↓↓↓
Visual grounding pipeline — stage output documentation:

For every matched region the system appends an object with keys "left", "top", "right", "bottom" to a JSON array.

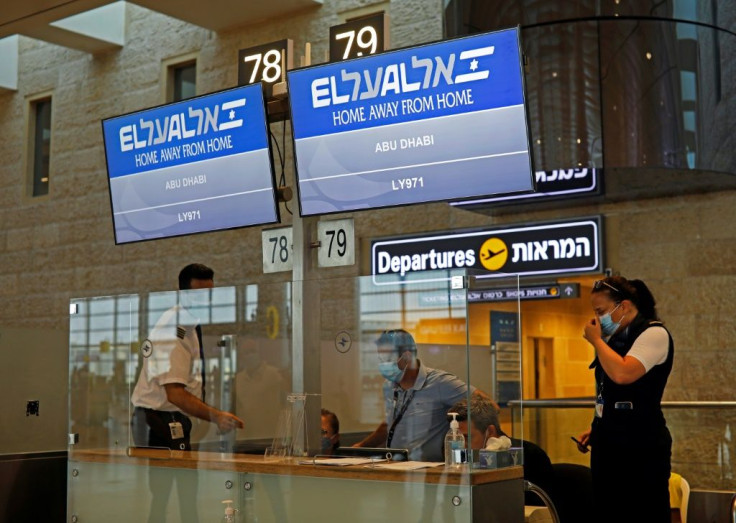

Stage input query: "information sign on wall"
[
  {"left": 262, "top": 226, "right": 293, "bottom": 273},
  {"left": 452, "top": 167, "right": 601, "bottom": 207},
  {"left": 329, "top": 13, "right": 389, "bottom": 61},
  {"left": 317, "top": 218, "right": 355, "bottom": 267},
  {"left": 371, "top": 217, "right": 603, "bottom": 283},
  {"left": 238, "top": 39, "right": 293, "bottom": 99}
]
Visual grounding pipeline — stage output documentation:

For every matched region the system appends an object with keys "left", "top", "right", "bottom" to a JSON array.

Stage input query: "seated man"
[
  {"left": 355, "top": 329, "right": 489, "bottom": 462},
  {"left": 449, "top": 396, "right": 555, "bottom": 506},
  {"left": 321, "top": 408, "right": 341, "bottom": 455}
]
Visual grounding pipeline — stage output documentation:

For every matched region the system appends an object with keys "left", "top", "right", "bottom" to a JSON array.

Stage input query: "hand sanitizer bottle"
[
  {"left": 221, "top": 500, "right": 238, "bottom": 523},
  {"left": 444, "top": 412, "right": 465, "bottom": 468}
]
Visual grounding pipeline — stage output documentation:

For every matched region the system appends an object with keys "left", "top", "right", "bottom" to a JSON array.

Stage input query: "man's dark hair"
[
  {"left": 448, "top": 396, "right": 503, "bottom": 436},
  {"left": 178, "top": 263, "right": 214, "bottom": 290},
  {"left": 375, "top": 329, "right": 417, "bottom": 356},
  {"left": 321, "top": 408, "right": 340, "bottom": 435}
]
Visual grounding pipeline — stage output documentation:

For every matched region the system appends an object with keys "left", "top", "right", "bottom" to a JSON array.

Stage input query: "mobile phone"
[{"left": 571, "top": 436, "right": 589, "bottom": 453}]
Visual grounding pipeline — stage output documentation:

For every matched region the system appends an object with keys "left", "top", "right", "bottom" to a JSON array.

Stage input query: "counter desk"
[{"left": 68, "top": 448, "right": 525, "bottom": 522}]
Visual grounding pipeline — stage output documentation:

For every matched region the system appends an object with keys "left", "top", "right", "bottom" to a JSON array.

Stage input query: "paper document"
[
  {"left": 371, "top": 461, "right": 445, "bottom": 471},
  {"left": 299, "top": 457, "right": 386, "bottom": 466}
]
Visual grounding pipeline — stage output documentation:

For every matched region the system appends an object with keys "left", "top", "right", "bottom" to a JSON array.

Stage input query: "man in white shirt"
[
  {"left": 132, "top": 263, "right": 244, "bottom": 450},
  {"left": 131, "top": 263, "right": 244, "bottom": 523}
]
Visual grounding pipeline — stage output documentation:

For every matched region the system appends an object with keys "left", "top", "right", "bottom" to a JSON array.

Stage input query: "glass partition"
[{"left": 67, "top": 271, "right": 526, "bottom": 522}]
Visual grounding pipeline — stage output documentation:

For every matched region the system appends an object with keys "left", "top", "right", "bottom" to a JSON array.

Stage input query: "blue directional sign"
[
  {"left": 287, "top": 27, "right": 535, "bottom": 216},
  {"left": 102, "top": 84, "right": 279, "bottom": 244}
]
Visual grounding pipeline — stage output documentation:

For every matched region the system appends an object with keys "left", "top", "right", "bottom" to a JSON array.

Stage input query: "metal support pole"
[{"left": 291, "top": 214, "right": 322, "bottom": 456}]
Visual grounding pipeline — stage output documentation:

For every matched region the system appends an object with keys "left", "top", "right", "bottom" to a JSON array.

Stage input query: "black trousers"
[
  {"left": 131, "top": 407, "right": 199, "bottom": 523},
  {"left": 590, "top": 422, "right": 672, "bottom": 523}
]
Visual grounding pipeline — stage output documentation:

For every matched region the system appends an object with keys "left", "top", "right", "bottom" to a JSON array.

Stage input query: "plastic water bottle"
[{"left": 444, "top": 412, "right": 465, "bottom": 468}]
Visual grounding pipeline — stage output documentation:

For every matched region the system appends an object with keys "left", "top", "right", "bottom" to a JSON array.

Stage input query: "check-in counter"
[
  {"left": 68, "top": 449, "right": 524, "bottom": 522},
  {"left": 67, "top": 273, "right": 527, "bottom": 522}
]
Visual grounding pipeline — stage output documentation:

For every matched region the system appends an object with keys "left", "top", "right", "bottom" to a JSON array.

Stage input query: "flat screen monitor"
[
  {"left": 287, "top": 27, "right": 535, "bottom": 216},
  {"left": 102, "top": 84, "right": 279, "bottom": 244}
]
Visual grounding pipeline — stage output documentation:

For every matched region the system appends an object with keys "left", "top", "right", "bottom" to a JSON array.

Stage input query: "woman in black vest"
[{"left": 576, "top": 276, "right": 674, "bottom": 523}]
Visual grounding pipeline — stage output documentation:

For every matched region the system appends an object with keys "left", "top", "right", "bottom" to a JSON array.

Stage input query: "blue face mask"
↑↑↑
Work order: Omit the pictures and give the material again, exactly and in full.

Output of the task:
Visual grounding pipeline — stage output documentation:

For every matched region the system appends an object with keys "left", "top", "right", "bottom" to a JSON array.


Stage input query: "information sign on wall"
[
  {"left": 262, "top": 226, "right": 293, "bottom": 273},
  {"left": 452, "top": 167, "right": 601, "bottom": 207},
  {"left": 329, "top": 13, "right": 389, "bottom": 61},
  {"left": 317, "top": 218, "right": 355, "bottom": 267},
  {"left": 371, "top": 217, "right": 603, "bottom": 283},
  {"left": 238, "top": 39, "right": 293, "bottom": 99}
]
Visual grounding pipeline — stage output documentation:

For every matched region the system appends an object with keys "left", "top", "right", "bottom" to a JSON array.

Stage input query: "seated man"
[
  {"left": 355, "top": 329, "right": 489, "bottom": 462},
  {"left": 449, "top": 396, "right": 555, "bottom": 506},
  {"left": 321, "top": 408, "right": 341, "bottom": 455}
]
Visual grounding pipeline — stage output documentation:

For every matched region the system appends an object with keys "left", "top", "right", "bottom" to a JSON array.

Stage input query: "hand sanitizer bottle"
[
  {"left": 221, "top": 500, "right": 238, "bottom": 523},
  {"left": 444, "top": 412, "right": 465, "bottom": 468}
]
Visual grounding pipeline — stage output documentation:

For every matched region the system appends an object with keys "left", "top", "right", "bottom" to a JSON array.

Stage input query: "man's dark hair"
[
  {"left": 448, "top": 396, "right": 503, "bottom": 436},
  {"left": 178, "top": 263, "right": 214, "bottom": 290},
  {"left": 375, "top": 329, "right": 417, "bottom": 356},
  {"left": 321, "top": 408, "right": 340, "bottom": 435}
]
Visual grounding pipeline — stage output documentation:

For every matched region the system appends an object with keys "left", "top", "right", "bottom" to a JSON array.

Stage input query: "mobile phone"
[{"left": 571, "top": 436, "right": 589, "bottom": 453}]
Visual grounding pipeline — stage output documentation:

For every matched region the system appends an object with keys "left", "top", "right", "bottom" to a JSON array.

Stage input query: "counter desk"
[{"left": 68, "top": 448, "right": 525, "bottom": 522}]
Visual grounding pipeline — stage output documentation:

For every matched region the system appends an object with keys "left", "top", "right", "bottom" to a JSON array.

Stage input query: "paper document"
[
  {"left": 371, "top": 461, "right": 445, "bottom": 471},
  {"left": 299, "top": 457, "right": 386, "bottom": 466}
]
Visual grounding pipeline — stage output documentation:

For every matched region the system appends an object with keys "left", "top", "right", "bottom" to a JSON array.

Stage input query: "man in white shirt"
[
  {"left": 132, "top": 263, "right": 244, "bottom": 450},
  {"left": 131, "top": 263, "right": 244, "bottom": 523}
]
Visual grounding pipeline — stage output documentation:

For every matched region the system appends an object with keys "left", "top", "right", "bottom" to a JSON array.

Stage input query: "glass partition"
[{"left": 67, "top": 271, "right": 526, "bottom": 522}]
Visual grounding pipeline — stage output documentation:

For every matched region the system appends an object with keys "left", "top", "right", "bottom" to a JSON array.

Stage input query: "blue directional sign"
[
  {"left": 287, "top": 27, "right": 535, "bottom": 216},
  {"left": 102, "top": 84, "right": 279, "bottom": 244}
]
Visual grounding pipeline — stage output documentation:

For every matched region the system appends an object with keys "left", "top", "right", "bottom" to a JSON array.

Stage input query: "metal support pole"
[{"left": 291, "top": 214, "right": 322, "bottom": 456}]
Visual grounding pipeline — stage output documentation:

For every matched region the system appends an object with keys "left", "top", "right", "bottom" to a JSON array.

Stage input query: "black trousers"
[
  {"left": 131, "top": 407, "right": 199, "bottom": 523},
  {"left": 590, "top": 422, "right": 672, "bottom": 523}
]
Visual grounding pipeline — stage output documentation:

For every matched region the system appends an object with keys "left", "top", "right", "bottom" to a JSON array.

Stage input query: "plastic water bottle"
[{"left": 444, "top": 412, "right": 465, "bottom": 468}]
Visual grounding pipeline — stage output documentation:

For every matched region the system appends an object with keys "left", "top", "right", "bottom" to a JSON array.

Stage input query: "check-in counter"
[
  {"left": 68, "top": 449, "right": 524, "bottom": 522},
  {"left": 67, "top": 273, "right": 527, "bottom": 522}
]
Visual grounding pipeline — stage output documentation:

For every matched region the system appends an object with keys "left", "top", "right", "bottom" to a JSON array.

Stage input query: "flat screen monitor"
[
  {"left": 287, "top": 27, "right": 535, "bottom": 216},
  {"left": 102, "top": 84, "right": 279, "bottom": 244}
]
Visual grounding pipeline — stage output documentation:

For every matched region the system appends an object with keys "left", "top", "right", "bottom" to a JSON array.

Stage input query: "woman in black vest"
[{"left": 576, "top": 276, "right": 674, "bottom": 523}]
Visual grounding pipeline — stage output documentation:

For every matched region the system appends an object with keys "left", "top", "right", "bottom" to a JSON array.

Stage input query: "blue face mask"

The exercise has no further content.